>> start Dataset excerpts

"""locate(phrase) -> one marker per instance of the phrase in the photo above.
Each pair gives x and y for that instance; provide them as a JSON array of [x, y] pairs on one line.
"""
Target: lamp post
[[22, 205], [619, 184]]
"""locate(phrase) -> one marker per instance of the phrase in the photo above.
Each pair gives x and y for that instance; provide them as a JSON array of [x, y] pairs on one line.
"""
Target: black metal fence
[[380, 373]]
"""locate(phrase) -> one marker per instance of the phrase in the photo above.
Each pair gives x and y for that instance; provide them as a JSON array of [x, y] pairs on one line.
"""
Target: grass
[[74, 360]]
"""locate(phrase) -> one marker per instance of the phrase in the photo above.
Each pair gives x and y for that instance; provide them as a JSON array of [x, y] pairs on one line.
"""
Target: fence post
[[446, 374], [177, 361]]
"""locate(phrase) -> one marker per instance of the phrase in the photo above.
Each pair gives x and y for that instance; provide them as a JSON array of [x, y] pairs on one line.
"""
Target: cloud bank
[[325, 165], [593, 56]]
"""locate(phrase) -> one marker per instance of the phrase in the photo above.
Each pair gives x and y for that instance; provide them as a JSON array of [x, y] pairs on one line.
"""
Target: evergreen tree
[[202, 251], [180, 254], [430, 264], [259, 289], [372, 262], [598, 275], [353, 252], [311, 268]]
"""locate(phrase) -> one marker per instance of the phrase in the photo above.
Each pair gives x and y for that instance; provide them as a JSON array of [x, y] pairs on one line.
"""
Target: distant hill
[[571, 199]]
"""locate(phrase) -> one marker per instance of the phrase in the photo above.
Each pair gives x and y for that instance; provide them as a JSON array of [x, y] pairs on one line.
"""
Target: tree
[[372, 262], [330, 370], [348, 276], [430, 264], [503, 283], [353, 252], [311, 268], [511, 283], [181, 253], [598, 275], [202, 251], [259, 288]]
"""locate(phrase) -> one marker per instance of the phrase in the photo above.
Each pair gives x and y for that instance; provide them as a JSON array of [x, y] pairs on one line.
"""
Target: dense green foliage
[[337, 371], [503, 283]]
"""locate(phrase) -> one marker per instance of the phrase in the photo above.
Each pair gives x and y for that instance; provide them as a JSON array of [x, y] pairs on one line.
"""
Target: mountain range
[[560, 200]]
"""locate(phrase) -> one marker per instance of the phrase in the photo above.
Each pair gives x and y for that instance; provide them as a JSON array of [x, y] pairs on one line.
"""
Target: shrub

>> end Dataset excerpts
>> start Dataset excerpts

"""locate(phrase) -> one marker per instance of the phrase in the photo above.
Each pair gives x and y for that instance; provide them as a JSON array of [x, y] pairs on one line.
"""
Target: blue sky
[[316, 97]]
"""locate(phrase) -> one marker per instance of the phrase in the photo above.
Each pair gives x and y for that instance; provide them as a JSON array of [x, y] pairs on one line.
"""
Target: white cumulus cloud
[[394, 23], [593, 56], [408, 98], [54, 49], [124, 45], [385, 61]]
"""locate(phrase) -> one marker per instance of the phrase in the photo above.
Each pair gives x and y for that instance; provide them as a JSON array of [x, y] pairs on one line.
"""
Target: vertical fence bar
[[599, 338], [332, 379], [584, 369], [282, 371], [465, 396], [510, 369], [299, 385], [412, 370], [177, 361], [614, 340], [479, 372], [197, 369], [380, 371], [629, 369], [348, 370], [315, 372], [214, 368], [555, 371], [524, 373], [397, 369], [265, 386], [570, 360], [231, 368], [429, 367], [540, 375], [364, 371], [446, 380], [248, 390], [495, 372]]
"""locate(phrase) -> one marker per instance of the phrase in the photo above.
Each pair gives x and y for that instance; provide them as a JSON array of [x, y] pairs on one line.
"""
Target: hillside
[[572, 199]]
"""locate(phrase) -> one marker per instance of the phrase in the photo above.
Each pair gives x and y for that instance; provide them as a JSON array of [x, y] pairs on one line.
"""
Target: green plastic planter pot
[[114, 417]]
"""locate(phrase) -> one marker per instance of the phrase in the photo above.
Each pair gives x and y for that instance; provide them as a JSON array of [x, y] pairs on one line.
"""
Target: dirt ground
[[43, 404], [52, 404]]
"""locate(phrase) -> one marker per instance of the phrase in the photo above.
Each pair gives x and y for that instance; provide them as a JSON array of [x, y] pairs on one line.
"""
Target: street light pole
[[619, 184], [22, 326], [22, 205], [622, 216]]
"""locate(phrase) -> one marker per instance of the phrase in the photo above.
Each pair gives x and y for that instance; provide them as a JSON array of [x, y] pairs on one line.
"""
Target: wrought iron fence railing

>> end Dataset excerpts
>> start Dataset excerpts

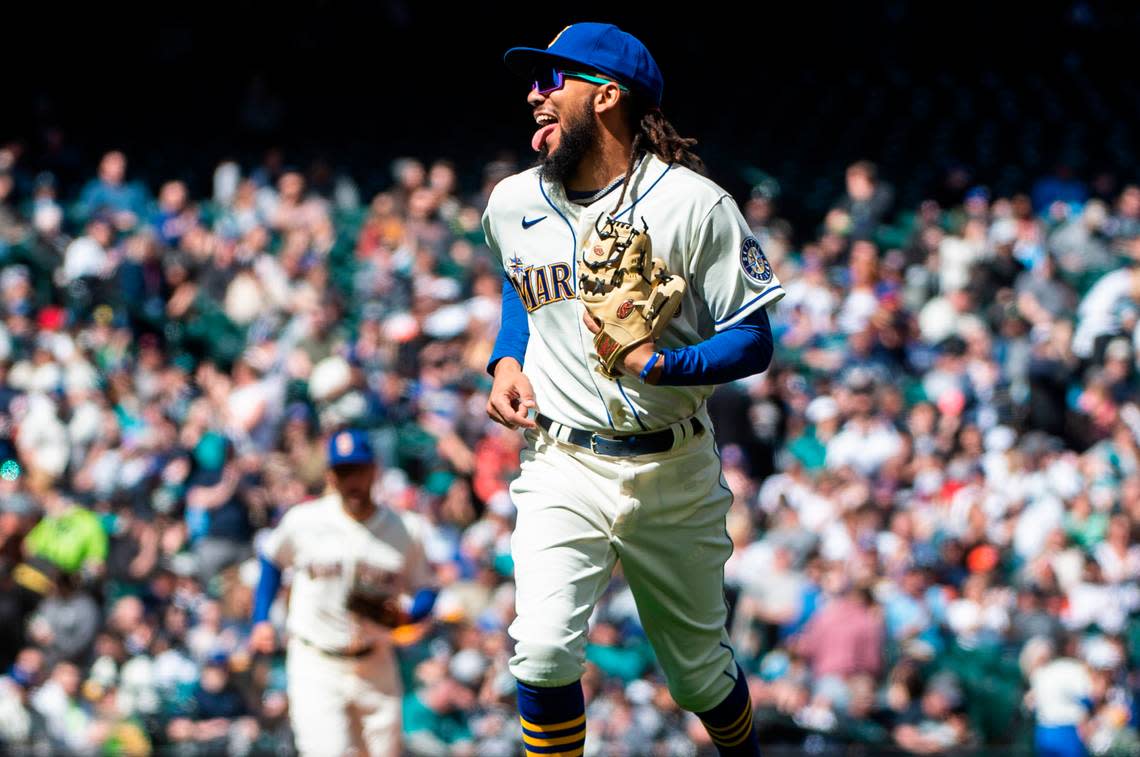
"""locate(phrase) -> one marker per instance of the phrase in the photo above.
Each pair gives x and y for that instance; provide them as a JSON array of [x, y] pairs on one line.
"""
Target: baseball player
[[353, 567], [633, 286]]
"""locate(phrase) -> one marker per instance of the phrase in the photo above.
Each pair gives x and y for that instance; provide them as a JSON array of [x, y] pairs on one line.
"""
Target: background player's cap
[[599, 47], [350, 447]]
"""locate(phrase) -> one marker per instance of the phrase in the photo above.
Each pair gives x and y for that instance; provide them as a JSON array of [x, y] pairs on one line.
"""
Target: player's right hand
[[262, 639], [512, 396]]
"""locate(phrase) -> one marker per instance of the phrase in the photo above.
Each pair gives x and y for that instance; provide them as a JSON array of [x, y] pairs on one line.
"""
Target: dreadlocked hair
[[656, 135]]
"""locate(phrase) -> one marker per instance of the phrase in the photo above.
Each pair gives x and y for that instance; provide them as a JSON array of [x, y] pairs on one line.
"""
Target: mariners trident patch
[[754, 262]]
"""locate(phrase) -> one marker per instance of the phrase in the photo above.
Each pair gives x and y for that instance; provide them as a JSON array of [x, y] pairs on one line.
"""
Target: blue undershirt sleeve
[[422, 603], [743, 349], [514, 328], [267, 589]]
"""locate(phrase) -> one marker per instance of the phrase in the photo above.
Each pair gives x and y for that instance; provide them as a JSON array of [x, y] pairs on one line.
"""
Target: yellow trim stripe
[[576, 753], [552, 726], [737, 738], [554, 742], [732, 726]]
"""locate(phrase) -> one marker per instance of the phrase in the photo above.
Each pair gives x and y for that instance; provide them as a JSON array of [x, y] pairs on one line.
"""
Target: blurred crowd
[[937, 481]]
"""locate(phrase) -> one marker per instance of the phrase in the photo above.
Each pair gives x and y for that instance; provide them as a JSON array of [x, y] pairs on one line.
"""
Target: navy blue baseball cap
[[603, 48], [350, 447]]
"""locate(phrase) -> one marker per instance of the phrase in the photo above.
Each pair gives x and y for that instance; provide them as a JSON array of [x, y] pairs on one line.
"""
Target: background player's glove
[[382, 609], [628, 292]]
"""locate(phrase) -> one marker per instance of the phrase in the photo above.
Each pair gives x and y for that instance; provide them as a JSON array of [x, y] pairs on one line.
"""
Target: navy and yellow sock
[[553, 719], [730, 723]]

>> end Dataset excerpts

Pull out every line of the data above that contains the string "yellow", treating uppercase and lowercase as different.

### Answer for the task
Target: yellow trim stripe
Target: navy and yellow sock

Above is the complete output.